§ **EXERCISE GOAL**:
Locate "Task: put a dot on each instance of the bread slice" in the records below, then copy its line and every following line exactly, without the pictures.

* Begin MATERIAL PROVIDED *

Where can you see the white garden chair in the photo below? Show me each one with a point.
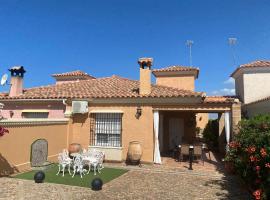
(94, 159)
(78, 166)
(64, 161)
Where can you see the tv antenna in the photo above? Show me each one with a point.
(189, 44)
(4, 80)
(232, 44)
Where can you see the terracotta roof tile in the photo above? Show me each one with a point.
(259, 100)
(111, 87)
(177, 68)
(72, 73)
(255, 64)
(219, 99)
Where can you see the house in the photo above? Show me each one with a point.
(252, 82)
(110, 112)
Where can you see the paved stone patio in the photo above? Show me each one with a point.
(138, 183)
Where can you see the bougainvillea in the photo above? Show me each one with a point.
(3, 131)
(250, 154)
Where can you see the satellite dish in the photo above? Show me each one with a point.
(4, 79)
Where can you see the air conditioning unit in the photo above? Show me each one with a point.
(80, 107)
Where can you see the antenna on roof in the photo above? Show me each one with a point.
(189, 44)
(4, 80)
(232, 44)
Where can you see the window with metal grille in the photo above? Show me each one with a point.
(106, 129)
(35, 114)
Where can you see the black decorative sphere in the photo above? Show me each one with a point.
(39, 177)
(96, 184)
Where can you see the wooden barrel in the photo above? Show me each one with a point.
(74, 148)
(134, 152)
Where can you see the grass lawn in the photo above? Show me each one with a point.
(106, 175)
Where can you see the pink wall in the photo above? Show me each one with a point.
(56, 110)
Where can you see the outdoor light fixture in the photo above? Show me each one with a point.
(139, 112)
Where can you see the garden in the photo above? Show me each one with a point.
(106, 175)
(249, 155)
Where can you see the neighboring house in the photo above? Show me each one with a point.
(110, 112)
(252, 83)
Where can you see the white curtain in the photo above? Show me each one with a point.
(227, 128)
(157, 158)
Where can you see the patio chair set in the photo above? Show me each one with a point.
(91, 158)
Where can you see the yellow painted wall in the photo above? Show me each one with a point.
(202, 120)
(132, 129)
(181, 82)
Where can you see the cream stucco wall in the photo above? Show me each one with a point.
(252, 85)
(239, 87)
(202, 120)
(257, 108)
(181, 82)
(132, 129)
(256, 86)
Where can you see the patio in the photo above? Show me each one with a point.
(148, 182)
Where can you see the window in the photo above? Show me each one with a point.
(106, 129)
(35, 114)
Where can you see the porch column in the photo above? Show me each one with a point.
(157, 158)
(227, 128)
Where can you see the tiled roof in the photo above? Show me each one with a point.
(111, 87)
(176, 68)
(255, 64)
(219, 99)
(72, 73)
(258, 101)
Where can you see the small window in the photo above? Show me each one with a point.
(35, 114)
(106, 129)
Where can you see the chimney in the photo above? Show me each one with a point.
(145, 75)
(16, 82)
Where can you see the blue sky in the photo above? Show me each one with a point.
(107, 37)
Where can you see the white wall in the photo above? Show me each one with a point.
(256, 86)
(257, 108)
(239, 87)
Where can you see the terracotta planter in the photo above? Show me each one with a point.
(74, 148)
(229, 167)
(134, 152)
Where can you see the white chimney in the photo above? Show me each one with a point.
(145, 75)
(17, 73)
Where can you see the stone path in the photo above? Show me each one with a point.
(136, 184)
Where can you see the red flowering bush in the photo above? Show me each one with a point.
(3, 131)
(250, 154)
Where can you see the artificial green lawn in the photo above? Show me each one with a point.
(106, 175)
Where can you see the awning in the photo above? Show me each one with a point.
(35, 111)
(106, 111)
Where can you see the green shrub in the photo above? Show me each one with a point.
(250, 151)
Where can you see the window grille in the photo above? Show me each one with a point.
(106, 129)
(35, 114)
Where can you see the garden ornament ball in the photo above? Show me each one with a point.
(39, 177)
(96, 184)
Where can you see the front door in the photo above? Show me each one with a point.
(176, 132)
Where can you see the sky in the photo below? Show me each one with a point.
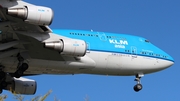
(156, 20)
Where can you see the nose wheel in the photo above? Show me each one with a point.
(21, 68)
(138, 86)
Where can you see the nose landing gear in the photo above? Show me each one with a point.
(21, 68)
(138, 86)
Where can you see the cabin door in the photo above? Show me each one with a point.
(134, 51)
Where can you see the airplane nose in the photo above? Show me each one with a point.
(169, 61)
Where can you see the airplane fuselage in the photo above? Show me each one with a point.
(106, 54)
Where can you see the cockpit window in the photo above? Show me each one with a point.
(147, 41)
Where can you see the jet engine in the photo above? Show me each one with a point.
(37, 15)
(70, 47)
(22, 86)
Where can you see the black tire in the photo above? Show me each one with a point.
(24, 66)
(2, 75)
(18, 73)
(137, 87)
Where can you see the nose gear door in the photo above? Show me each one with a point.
(134, 51)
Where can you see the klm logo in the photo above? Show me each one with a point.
(120, 42)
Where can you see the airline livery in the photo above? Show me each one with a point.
(29, 47)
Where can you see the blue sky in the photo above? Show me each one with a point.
(156, 20)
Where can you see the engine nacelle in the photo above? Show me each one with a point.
(22, 86)
(70, 47)
(37, 15)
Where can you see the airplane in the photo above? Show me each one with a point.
(28, 46)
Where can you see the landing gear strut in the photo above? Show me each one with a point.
(21, 67)
(138, 86)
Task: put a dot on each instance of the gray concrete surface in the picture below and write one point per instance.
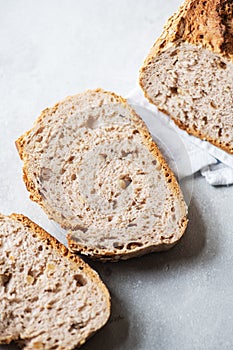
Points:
(181, 299)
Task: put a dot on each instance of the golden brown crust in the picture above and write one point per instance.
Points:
(199, 22)
(168, 174)
(204, 23)
(53, 243)
(77, 264)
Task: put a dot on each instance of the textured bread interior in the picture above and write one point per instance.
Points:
(49, 299)
(194, 86)
(99, 175)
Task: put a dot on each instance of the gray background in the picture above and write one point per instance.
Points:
(181, 299)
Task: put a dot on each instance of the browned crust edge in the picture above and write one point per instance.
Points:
(172, 183)
(184, 26)
(53, 243)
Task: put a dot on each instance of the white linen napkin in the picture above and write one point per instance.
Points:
(184, 153)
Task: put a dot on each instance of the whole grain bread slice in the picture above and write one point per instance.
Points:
(91, 164)
(49, 298)
(188, 73)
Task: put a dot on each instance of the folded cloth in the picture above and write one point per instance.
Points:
(184, 153)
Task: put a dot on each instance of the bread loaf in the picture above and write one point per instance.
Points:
(49, 298)
(188, 73)
(91, 164)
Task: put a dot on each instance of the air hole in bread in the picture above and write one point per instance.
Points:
(118, 245)
(80, 280)
(73, 177)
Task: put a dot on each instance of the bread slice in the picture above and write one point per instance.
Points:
(49, 298)
(188, 73)
(91, 164)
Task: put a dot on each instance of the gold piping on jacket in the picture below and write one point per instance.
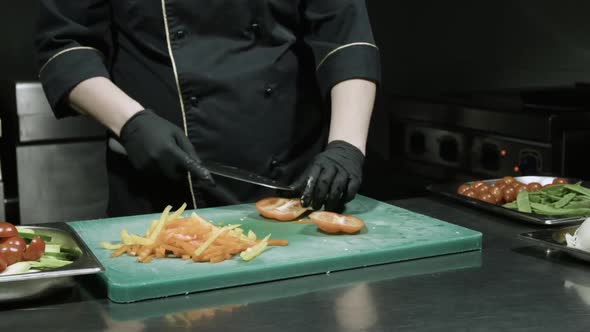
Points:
(341, 48)
(190, 181)
(65, 51)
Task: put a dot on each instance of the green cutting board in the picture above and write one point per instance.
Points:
(391, 234)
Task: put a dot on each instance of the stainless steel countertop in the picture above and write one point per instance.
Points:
(509, 285)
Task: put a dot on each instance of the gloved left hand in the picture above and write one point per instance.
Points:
(333, 178)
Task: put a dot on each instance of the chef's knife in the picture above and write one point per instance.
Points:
(245, 176)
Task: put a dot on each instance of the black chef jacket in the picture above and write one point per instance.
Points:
(248, 80)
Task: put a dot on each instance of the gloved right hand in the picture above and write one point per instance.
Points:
(155, 145)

* End MATERIAL PROVIDED *

§ **ANSWER IN FULL**:
Task: put a dot on each instance of the bread slice in the picture above and write one point per instance.
Points:
(49, 298)
(188, 73)
(91, 164)
Task: put a dot on each instance of the gold piping on jacket in the picture below and write one point per instance.
Points:
(341, 48)
(190, 181)
(65, 51)
Task: put a dot on each instance of the green cutting board in the picture above and write one point per instance.
Points:
(391, 234)
Task: put a dot on each instance of the stainless steel countertop in the picture above and write one point per instance.
Points:
(509, 285)
Task: put a dot on each instance of the gloved left hand in the picture above and write one point per instance.
Points:
(333, 178)
Task: put a dot on each instance of the chef's knife in the picture above and write one point per instance.
Points:
(245, 176)
Task: put a dot on each instance of the black chef jacket in the picture above and write one point per instance.
Points:
(248, 80)
Task: put a dot on each instance of the gloved right hand in the picture above and write one point per instance.
Points:
(155, 145)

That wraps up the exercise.